Activity » When you respond, write out each entry exactly as it stands.
::::::
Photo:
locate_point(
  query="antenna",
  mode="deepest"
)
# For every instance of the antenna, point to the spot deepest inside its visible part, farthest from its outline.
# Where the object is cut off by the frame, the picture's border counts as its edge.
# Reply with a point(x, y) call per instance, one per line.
::::::
Written answer »
Photo:
locate_point(
  query="antenna",
  mode="deepest"
)
# For every instance of the antenna, point to the spot deepest inside its visible part, farthest from its outline.
# Where the object is cut off by the frame, the picture's border counts as its edge.
# Reply with a point(x, y) call per instance, one per line.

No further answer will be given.